● DOCUMENT
────
Of all of his requests, this is the one that highlights an easy-to-understand unfair concept, and practically speaking, makes sense to fix. In fact, when Warner Music Group sold its $504 million stake of Spotify in 2018, it shared a quarter of those profits amongst artists. Arguably, the only true assets major record labels have are works created by artists. And fairness would dictate that, like a shareholder in a company, artists should be able to properly capitalize on the wealth that a collection of their works creates. Nonetheless, record labels are businesses like any other, and until there are shifts in law or collective action, they will continue to act in their own interests and treat artists’ work like any other commodified asset.
“ADVANCES ARE JUST LOANS!! On Artists re-signing these stop. Advances are Loans with 75% interest rates (or worse). NO other business in the world takes a look at the business, buys shares, starts to profit when it profits. Record Companies have to buy into you, not loan you.”
Kanye goes on to indicate that artists should refuse advances because they are effectively “loans with 75% interest rates (or worse).” Advances often act somewhat like loans, in that they can be recoupable expenses, such that an artist will have to repay the amount of the advance through royalties back to the label before cashing in on the artist’s share. But it’s worth pointing out here that Kanye’s 2012 contract indicates that he negotiated at least some of his advances to be non-recoupable. Also, a significant difference between a loan and a contractual advance. If all goes wrong or a record completely flops, artists are not typically on the hook to pay those costs back, with interest, as a loan would require.
“6. ROYALTIES: Again back to dependents. You need a business manager to read how you did? So you pay to see your money!!! NO MORE. Royalty portals need to show (and do not now) Every song you delivered. Every store you are in. How many streams per song. Income per song. It sounds basic and logical but it does NOT exist. They focus on top earners and ZERO look at the 440 stores…. Only the top few. Artists are global. That’s why their contract territory says GLOBAL royalty department in EVERY label. No more separating finance teams from the music”
“7. PORTALS: Are not just for royalties. They are for your entire business. Every audio file, every asset, every deal stored WITH the money. Money and Music must stay together. When your term ends, download it all. Leave.”
The next two tweets are about “Royalties” and “Portals.” Royalties are the monies paid to an artist for use of their work and portals are the online platforms on which an artist can see their royalty statements. Major label royalty statements are notoriously opaque. These tweets seem to point to that issue, while requesting more transparency in royalty statements. Additionally, major labels usually have royalty departments that operate across multiple labels (under the major) and therefore are a step removed from the artist’s day-to-day contacts. To his point, very few artists make enough money to make the label’s investment in them bear fruit, so it is clearly in the label’s interest to focus on “top earners.”
────
● WHAT TO DO
- a) From the passage on record label practices, return the part that opens with the words containing "Of all of his" and closes with "other commodified asset.", copied word for word.
- b) In the passage on record label practices, what portion of its Spotify stake profits did Warner Music Group share with artists after the 2018 sale?

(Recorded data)
────
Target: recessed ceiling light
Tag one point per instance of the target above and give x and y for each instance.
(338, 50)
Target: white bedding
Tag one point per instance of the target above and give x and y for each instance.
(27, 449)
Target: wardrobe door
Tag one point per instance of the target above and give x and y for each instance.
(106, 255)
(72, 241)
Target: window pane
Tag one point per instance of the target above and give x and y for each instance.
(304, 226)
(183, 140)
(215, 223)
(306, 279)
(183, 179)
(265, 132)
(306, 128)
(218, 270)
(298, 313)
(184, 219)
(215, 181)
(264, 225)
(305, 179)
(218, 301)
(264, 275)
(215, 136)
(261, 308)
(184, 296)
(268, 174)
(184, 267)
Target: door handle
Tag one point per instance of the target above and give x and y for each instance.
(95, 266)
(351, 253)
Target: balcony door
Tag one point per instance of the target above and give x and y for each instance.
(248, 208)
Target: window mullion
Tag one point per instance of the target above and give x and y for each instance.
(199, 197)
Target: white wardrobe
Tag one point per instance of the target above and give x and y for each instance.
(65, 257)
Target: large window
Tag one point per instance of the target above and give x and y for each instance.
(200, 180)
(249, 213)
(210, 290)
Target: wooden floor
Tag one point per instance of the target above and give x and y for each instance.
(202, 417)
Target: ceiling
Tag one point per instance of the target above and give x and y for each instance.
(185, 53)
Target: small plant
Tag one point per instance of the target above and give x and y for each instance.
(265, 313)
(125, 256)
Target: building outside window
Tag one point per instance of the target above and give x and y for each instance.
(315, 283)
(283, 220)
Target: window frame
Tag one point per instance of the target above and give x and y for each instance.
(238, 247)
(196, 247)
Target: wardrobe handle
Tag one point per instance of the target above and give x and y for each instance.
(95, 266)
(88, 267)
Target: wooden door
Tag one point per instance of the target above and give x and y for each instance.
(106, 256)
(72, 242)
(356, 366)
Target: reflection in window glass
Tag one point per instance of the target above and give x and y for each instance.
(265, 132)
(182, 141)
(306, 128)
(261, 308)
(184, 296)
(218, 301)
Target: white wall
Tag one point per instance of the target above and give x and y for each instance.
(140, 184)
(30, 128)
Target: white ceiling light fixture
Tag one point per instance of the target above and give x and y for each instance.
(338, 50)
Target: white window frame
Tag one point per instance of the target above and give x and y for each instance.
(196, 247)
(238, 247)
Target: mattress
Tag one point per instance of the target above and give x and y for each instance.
────
● OUTPUTS BY TASK
- a)
Of all of his requests, this is the one that highlights an easy-to-understand unfair concept, and practically speaking, makes sense to fix. In fact, when Warner Music Group sold its $504 million stake of Spotify in 2018, it shared a quarter of those profits amongst artists. Arguably, the only true assets major record labels have are works created by artists. And fairness would dictate that, like a shareholder in a company, artists should be able to properly capitalize on the wealth that a collection of their works creates. Nonetheless, record labels are businesses like any other, and until there are shifts in law or collective action, they will continue to act in their own interests and treat artists’ work like any other commodified asset.

- b) A quarter of the profits.